— To do —
Copy out, character for character, the part of the items that opens with the line containing "of man wearing" and closes with the line containing "[0,314,166,363]", including both of those lines.

+--

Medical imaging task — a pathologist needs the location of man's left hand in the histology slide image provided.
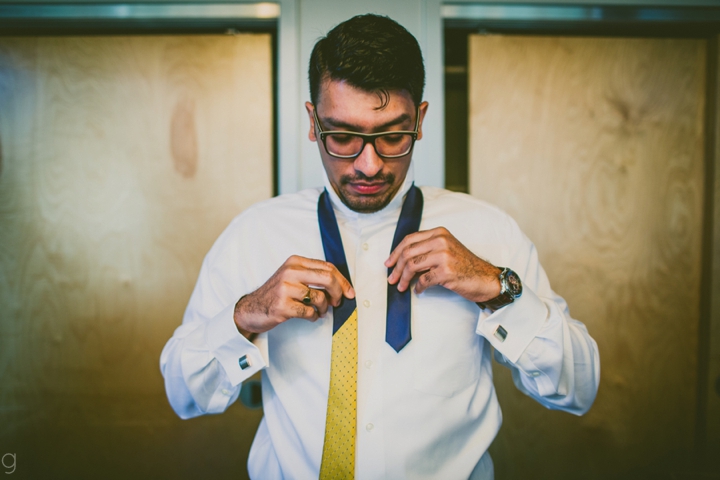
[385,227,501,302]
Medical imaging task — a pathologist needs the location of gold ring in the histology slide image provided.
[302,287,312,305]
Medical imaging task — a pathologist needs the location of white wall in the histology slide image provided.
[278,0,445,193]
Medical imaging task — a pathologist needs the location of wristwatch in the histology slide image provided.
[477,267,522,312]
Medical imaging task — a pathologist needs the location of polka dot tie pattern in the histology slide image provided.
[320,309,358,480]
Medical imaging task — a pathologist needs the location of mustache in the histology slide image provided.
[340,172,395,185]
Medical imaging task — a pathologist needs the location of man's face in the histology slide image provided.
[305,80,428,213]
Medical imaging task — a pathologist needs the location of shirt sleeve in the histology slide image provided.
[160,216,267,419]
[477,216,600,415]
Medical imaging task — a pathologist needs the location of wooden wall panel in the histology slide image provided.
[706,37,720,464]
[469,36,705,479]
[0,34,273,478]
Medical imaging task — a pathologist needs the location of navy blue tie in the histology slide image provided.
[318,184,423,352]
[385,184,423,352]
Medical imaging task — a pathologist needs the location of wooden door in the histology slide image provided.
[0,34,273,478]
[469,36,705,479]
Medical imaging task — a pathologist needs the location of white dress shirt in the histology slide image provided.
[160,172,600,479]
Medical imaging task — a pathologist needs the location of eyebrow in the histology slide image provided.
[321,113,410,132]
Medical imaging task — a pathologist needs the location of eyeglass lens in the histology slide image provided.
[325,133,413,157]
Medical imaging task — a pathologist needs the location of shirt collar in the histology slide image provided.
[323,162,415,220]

+--

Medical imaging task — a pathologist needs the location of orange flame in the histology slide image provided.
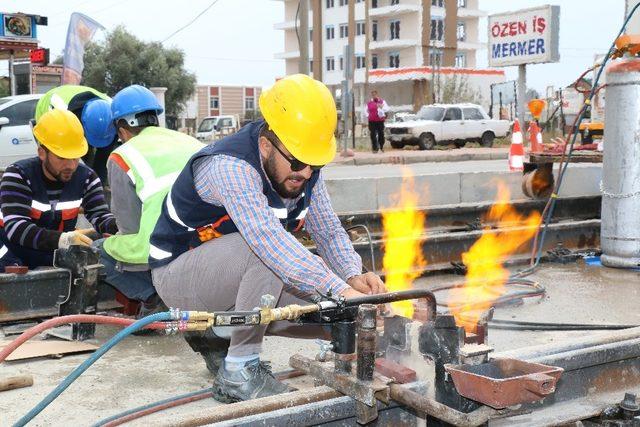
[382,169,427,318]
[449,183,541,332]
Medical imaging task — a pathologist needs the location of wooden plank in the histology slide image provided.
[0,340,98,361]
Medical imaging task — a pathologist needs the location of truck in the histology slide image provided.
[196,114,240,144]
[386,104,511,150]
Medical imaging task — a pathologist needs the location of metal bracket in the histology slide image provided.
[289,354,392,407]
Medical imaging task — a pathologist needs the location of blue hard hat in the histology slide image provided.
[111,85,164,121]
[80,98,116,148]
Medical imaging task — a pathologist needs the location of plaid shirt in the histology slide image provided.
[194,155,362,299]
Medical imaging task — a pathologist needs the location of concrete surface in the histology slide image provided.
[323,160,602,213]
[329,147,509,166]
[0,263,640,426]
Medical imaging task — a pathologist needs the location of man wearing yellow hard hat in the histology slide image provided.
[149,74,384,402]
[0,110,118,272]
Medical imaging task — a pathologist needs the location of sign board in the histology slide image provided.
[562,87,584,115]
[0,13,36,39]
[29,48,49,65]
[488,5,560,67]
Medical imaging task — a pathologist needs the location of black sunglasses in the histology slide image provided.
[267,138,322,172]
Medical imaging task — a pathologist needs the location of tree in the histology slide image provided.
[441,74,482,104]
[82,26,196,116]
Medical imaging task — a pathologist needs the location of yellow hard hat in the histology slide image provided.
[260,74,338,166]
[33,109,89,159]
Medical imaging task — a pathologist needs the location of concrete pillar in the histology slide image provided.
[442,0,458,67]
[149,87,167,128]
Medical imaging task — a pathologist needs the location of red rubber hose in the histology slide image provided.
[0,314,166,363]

+--

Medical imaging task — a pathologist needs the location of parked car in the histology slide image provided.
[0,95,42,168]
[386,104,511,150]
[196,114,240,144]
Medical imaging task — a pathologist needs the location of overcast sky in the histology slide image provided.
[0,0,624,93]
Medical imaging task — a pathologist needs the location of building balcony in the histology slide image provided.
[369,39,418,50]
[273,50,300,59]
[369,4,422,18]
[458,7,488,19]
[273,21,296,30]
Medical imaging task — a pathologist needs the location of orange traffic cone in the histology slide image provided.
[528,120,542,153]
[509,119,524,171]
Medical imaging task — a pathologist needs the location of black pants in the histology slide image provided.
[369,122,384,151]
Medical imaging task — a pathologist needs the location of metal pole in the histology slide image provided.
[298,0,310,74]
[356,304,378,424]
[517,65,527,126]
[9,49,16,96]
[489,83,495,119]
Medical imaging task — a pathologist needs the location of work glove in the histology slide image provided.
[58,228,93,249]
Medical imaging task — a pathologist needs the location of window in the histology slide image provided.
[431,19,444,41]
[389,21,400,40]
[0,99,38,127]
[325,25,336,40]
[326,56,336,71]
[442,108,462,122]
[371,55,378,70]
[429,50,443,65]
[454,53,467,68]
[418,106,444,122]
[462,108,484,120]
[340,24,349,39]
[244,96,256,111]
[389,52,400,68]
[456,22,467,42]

+--

— Final result —
Medical imaging task — a pathologist needs the location of man wearing yellow hard hat in the histology slide image provided.
[149,74,384,402]
[0,110,118,272]
Medical imaging task — a pathologist needs the location of sign board in the histology slide image provided.
[562,87,584,115]
[0,13,36,39]
[29,48,49,65]
[488,5,560,67]
Medical imaging task — a pathologist needs the location of black sunglasses in the histology slide image provided.
[267,138,322,172]
Medical imaging task — a pathologist needs the location of tree in the histology slide image provided.
[441,74,482,104]
[82,26,196,116]
Medical imaging task — a pathologist needs the location of yellow hard hat in the histology slide image provided.
[260,74,338,166]
[33,109,89,159]
Medical imaging task — a pathologist needs the location of concrete pillar in the histology slide image provided.
[442,0,458,67]
[149,87,167,128]
Medical imaging task — a pathologist needs the location of red rubber hose in the histology slide image provided.
[0,314,166,363]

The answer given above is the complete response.